• **EXERCISE BRIEF**: The lines to copy are those with "vertical" in them. Pull each one from the entries below.

Start of RECORDS SHOWN

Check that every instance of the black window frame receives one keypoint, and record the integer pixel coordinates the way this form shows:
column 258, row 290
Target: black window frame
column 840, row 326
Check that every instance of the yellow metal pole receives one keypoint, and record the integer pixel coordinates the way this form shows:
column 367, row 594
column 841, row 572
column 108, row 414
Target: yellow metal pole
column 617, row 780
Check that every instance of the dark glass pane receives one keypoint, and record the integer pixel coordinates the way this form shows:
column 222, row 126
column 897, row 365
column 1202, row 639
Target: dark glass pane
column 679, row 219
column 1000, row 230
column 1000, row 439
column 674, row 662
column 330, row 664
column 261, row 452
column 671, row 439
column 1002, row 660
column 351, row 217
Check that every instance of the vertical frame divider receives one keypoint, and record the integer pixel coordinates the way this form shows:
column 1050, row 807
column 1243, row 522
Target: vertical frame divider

End of RECORDS SHOWN

• **ANSWER FOR THIS EXERCISE**:
Check that every instance of the vertical frame divider receives one keypoint, and record the integer pixel coordinates the way this form shows:
Target: vertical frame divider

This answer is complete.